▸ **RECORDS FOR PROCESSING**
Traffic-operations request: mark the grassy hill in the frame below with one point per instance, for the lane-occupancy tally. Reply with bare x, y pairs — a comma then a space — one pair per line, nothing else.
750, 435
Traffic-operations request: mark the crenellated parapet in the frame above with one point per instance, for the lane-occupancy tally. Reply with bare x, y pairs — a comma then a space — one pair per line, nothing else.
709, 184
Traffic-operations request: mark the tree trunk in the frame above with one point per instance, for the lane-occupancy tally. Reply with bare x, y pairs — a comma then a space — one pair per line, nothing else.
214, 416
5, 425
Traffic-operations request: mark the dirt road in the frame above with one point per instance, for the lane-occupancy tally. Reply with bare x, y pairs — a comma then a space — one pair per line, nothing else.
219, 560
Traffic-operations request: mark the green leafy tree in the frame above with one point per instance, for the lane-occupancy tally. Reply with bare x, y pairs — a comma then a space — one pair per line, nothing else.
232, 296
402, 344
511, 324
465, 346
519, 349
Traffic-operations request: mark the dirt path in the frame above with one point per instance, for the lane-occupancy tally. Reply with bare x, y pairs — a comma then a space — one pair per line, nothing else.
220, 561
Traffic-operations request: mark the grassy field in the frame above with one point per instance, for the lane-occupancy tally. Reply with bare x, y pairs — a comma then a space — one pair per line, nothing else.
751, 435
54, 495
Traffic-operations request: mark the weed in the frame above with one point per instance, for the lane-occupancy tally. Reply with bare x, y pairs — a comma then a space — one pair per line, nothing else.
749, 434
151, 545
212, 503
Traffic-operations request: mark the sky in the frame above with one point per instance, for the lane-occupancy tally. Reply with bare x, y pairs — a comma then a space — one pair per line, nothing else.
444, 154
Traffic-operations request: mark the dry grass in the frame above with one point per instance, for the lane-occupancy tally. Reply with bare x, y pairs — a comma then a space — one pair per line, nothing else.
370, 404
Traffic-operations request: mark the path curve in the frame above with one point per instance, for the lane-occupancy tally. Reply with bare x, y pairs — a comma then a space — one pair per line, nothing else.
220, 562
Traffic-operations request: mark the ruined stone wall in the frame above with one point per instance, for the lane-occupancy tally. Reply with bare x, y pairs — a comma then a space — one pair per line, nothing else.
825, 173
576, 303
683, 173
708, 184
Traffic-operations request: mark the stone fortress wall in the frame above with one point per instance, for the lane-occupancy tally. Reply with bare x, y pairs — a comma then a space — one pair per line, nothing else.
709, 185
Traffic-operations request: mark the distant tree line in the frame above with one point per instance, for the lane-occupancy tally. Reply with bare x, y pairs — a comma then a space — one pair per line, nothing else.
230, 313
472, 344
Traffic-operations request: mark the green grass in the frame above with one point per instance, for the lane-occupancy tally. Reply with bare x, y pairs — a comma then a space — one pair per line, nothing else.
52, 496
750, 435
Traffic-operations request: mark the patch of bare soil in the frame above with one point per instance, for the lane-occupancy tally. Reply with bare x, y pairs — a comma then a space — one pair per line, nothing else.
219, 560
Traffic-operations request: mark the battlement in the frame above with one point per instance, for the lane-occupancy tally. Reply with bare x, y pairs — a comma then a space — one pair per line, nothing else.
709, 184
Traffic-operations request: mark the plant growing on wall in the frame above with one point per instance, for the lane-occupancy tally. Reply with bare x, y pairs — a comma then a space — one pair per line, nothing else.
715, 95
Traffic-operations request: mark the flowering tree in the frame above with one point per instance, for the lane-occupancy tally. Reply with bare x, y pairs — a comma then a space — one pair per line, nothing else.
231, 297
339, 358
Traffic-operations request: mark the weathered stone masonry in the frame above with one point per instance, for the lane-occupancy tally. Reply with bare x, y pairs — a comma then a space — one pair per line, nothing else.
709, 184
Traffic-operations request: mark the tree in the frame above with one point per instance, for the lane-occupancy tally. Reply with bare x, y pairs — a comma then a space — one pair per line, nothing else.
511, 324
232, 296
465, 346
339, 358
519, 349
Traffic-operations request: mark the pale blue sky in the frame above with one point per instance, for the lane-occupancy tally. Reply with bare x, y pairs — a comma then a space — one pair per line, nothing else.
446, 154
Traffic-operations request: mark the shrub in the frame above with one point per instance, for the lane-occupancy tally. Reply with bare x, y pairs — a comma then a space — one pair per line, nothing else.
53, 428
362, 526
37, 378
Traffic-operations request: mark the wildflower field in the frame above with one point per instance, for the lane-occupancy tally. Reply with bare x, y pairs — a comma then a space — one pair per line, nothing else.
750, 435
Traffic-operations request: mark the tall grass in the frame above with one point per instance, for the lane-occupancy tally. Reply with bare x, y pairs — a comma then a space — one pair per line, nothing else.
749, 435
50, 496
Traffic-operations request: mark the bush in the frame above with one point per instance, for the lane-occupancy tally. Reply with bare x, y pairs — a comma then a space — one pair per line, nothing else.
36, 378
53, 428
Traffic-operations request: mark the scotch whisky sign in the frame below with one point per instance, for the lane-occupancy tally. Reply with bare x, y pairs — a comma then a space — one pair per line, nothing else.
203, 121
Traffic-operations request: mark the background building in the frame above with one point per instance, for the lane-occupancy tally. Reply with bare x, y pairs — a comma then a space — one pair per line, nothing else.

▸ **GIVEN PROBLEM**
Rewrite all of the lines above with every "lane-occupancy tally" swapped for "crossing count". Keep everything else as it is.

▸ **ANSWER IN FULL**
Traffic-operations request: mark the grassy hill in the frame below with one point per instance, for the crossing count. Reply with bare x, y pairs — a comma then a space — one pair per line, nothing else.
750, 435
Traffic-operations request: mark the crenellated parapet in the frame above with one point per instance, for the crossing count. Reply with bare x, y pairs — a comma then a space — one pair per line, nothing else.
709, 184
Traffic-operations request: mark the tree trunk in the frame above with one point per instance, for the crossing count. Reply with bare x, y pairs — a comma then a space — one pair per line, nothing else.
214, 416
5, 425
Traffic-operations request: mark the dirt road in the frame above with one point per instance, for the crossing count. Reply with bare x, y pairs — a comma then a space — one pair per line, nothing else.
219, 560
Traffic-operations request: mark the green leafy tree in the frame above with one point per instance, for the crossing count. Reply with bare x, y pairs — a comma then a space — one pair per line, nothing else.
232, 296
402, 344
511, 324
465, 346
519, 349
Traffic-operations request: mark the dirt path in the frame above with one point per instance, for the crossing count. Reply with bare x, y pairs — a comma then a space — one pair per line, nothing else.
220, 561
Traffic-operations request: mark the grassy field in the frame above with one point per instance, for the crossing count. Reply with bare x, y pairs — a comma then a space — one pair per line, nothing else.
751, 435
54, 495
Traffic-operations request: mark the weed in the frame above with one point per instance, for the crossing count. Reply with bare x, y pairs — a comma then a space — one pair per line, nothing else.
749, 434
151, 545
212, 503
Traffic-operations request: mark the sky in the frame above with one point per instance, for the crossing count. Reply with bare x, y pairs — a comma then a space — one pair per line, nothing else.
444, 154
Traffic-operations request: mark the dry grass in the frame above with one point per instance, for the crossing count. Reply with bare x, y pairs — a comma then a space — one pair per line, nothing else.
370, 404
Traffic-operations request: mark the path curve in the frame above with one point per instance, for the crossing count. Reply with bare x, y pairs — a comma then a space — one pair per line, nothing else.
220, 562
Traffic-operations request: mark the ruined stone wall in the frame above with one point per instance, for the crossing count. Reply with bare x, y pairs — a comma then a space — one pair per line, nothing else.
825, 173
576, 303
683, 173
708, 184
Traffic-operations request: mark the stone fortress wall in the frame above with one point per instance, for the crossing count. Reply with bare x, y pairs — a comma then a space — one pair per line, nothing else.
709, 185
Traffic-operations request: mark the distant tree line in the frame above with one point per instance, for the crossing count. Reply with bare x, y pairs — a comma then a space — one pair per line, nothing else.
230, 313
472, 344
Traffic-operations request: mark the green grass in the frame above with one point per instance, for the crossing count. Reply with bare x, y pairs — a comma then a space — one pair per line, nothing else.
52, 496
750, 435
Traffic-operations request: mark the patch of bare soil in the frame above with one point per instance, for the crossing count. Reply with bare x, y pairs — a comma then a space — one pair per line, nothing else.
219, 560
Traffic-operations request: mark the battlement in the frame above with one point per instance, for the crossing count. Reply with bare x, y pairs — a comma then a space — one pair per line, nothing else.
709, 184
Traffic-operations request: mark the plant growing on wall in the frame above with one point per instance, for the crossing count. Reply with bare x, y pairs — a comma then a space — one pair per line, nothing else.
715, 95
Traffic-operations request: mark the flowering tree in the frame above with one point per instance, for the crossing count. Reply with bare x, y pairs — a comma then a space — one pair per line, nothing else.
231, 297
339, 358
Traffic-operations request: mark the weathered stone masonry in the frame above with one point per instance, for the crossing count. Reply with bare x, y pairs — a comma then a space — one pair per line, nothing else.
709, 184
Traffic-operations request: mark the tree in the frame above with one point per instance, for the crossing count. Reply with bare x, y pairs — a comma then a space — one pair per line, nothing else.
511, 324
232, 296
465, 346
339, 358
519, 349
Traffic-operations request: mark the pale blue sky in the frame above with one point per instance, for the crossing count. Reply with bare x, y pairs — a comma then a space — one pair per line, nothing else.
446, 154
Traffic-operations request: mark the shrub in the frame above with one point per instance, for the crossing count. Reply with bare x, y pairs — a comma then a space — one pair per line, nothing else.
53, 428
362, 526
37, 378
Traffic-operations request: mark the wildflower field in the frame above with one point per instance, for the crossing count. Reply with bare x, y pairs — a comma then a space — one pair per line, nothing else.
750, 435
Traffic-operations request: mark the tall grass in the frame above with one point per instance, for the crossing count. Reply with bare x, y pairs — a comma then a space — one pair per line, nothing else.
749, 435
50, 496
Traffic-operations request: mark the bush in the frame above with one point per instance, for the crossing count. Reply with bare x, y pairs — a comma then a space — one pair per line, nothing else.
36, 378
53, 428
Traffic-operations request: mark the scotch whisky sign in the frame below with one point per instance, for the crossing count. Reply with bare x, y pairs — a comma then a space — one pair per line, nothing else.
203, 121
Traffic-operations request: mark the background building in the frame above with one point per instance, for the crossing count. Reply with bare x, y pairs — a comma then a space — one pair per line, nothing else.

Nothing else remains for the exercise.